Selected text:
•••••

The Colombian Central Bank also calculates the interbank rate (Interés Bancario de Referencia), or “IBR”, which acts as a reference of overnight, one-month and three-month interbank loans, based on quotations submitted each business day by eight participating banks to the Colombian Central Bank. Using the median of the quotations submitted, the Colombian Central Bank calculates the overnight IBR each business day. The one-month and three-month IBRs are also calculated using the median of the quotations submitted each business day, based on the prices of interest rate swaps for each of these periods. Moreover, the Colombian Central Bank has the authority to establish maximum limits on the interest rates that commercial banks and other financial institutions may charge on loans.
Under Article 884 of the Colombian Commercial Code, there is a limit on the amount of interest that may be charged on any loans granted in Colombia. Exceeding such limit is considered usury (usura), which is a crime pursuant the Colombian Criminal Code. The usury limit is exceeding 1.5 times the current banking interest rate (interés bancario corriente or 'IBC'), certified and calculated by the Superintendency of Finance as the weighted average disbursement rate charged by banks on ordinary commercial loans, consumer loans and credit cards to retail customers during a specified period. The Superintendency of Finance amended the methodology to certify such usury rate, first, in August 2023, and finally, in May 2024. The current methodology increased the weight of ordinary commercial loan disbursements in the calculus, which limits the applicable interest rate as disbursement rates for these loans are considerably lower than those of consumer loans and credit cards to retail customers. According to law, the usury rate applies to any sum charged, there are no limitations for loans granted before changes in the usury rate.
The certification process is carried out for the following credit portfolios: consumer and ordinary; small consumer loans; and productive loans (further divided into the five subcategories set forth below).

•••••

Record extracts:
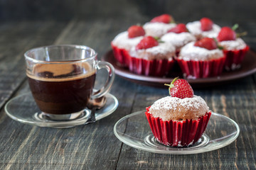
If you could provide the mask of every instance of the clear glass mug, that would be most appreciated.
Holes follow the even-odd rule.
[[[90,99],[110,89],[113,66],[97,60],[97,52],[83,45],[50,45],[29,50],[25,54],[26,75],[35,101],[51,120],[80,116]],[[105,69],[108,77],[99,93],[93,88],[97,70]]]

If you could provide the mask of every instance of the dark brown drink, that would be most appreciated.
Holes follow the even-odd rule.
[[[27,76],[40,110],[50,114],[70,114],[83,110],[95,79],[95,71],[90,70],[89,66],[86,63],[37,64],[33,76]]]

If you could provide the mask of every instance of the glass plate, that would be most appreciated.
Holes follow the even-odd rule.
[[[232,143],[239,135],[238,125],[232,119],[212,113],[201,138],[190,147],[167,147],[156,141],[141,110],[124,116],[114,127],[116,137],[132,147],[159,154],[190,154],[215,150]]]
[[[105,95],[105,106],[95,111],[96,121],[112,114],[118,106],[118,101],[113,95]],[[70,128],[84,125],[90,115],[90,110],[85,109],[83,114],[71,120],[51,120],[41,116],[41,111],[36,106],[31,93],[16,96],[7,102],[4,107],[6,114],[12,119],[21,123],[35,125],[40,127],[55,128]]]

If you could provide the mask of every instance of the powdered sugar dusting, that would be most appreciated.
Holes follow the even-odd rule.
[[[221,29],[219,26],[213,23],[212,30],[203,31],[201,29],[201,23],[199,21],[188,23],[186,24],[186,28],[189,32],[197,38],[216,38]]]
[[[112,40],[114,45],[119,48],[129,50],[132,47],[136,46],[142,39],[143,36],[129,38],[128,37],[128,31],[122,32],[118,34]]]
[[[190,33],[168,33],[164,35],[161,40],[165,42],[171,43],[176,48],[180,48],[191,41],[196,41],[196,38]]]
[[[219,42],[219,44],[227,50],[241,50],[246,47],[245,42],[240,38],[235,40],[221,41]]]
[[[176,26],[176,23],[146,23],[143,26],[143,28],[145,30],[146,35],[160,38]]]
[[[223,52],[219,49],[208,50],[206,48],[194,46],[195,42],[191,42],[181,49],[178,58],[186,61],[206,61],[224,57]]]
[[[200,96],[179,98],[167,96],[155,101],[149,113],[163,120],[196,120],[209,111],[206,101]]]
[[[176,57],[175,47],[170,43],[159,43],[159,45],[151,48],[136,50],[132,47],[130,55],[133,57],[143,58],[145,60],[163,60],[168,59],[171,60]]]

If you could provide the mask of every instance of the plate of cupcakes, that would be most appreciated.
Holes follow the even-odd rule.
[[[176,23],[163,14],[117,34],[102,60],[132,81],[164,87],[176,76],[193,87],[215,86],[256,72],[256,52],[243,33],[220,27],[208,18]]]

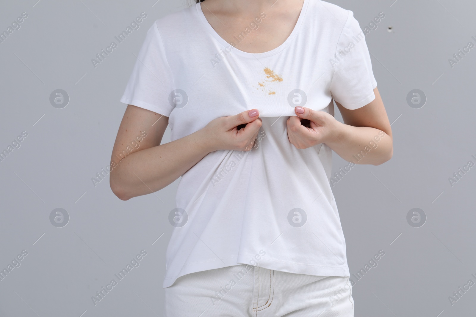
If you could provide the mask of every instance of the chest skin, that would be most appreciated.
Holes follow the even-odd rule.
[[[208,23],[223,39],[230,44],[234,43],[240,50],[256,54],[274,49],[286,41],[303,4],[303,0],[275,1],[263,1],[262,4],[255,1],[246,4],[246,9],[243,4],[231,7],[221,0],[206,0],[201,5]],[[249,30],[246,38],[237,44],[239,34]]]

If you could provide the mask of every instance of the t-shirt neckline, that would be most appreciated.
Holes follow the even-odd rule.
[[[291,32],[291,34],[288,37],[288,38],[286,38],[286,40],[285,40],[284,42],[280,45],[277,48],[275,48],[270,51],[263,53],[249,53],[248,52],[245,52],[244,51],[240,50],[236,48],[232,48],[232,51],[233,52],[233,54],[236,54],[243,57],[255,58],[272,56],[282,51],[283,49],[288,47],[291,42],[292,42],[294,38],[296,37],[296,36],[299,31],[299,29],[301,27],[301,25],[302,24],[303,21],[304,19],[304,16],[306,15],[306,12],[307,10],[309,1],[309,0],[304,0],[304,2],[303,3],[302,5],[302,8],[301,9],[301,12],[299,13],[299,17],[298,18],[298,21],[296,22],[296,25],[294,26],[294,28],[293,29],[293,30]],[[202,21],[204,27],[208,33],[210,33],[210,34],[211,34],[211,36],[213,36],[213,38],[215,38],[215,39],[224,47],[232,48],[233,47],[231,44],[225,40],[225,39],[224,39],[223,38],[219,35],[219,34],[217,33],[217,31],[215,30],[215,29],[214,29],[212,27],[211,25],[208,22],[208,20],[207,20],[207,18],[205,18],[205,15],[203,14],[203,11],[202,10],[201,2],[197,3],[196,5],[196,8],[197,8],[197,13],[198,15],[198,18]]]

•••••

Please reproduce the passage on Colombian interest rates word for word, from "The certification process" to "set forth below).". The records are separate material, unrelated to the passage on Colombian interest rates.

Output of the exercise:
The certification process is carried out for the following credit portfolios: consumer and ordinary; small consumer loans; and productive loans (further divided into the five subcategories set forth below).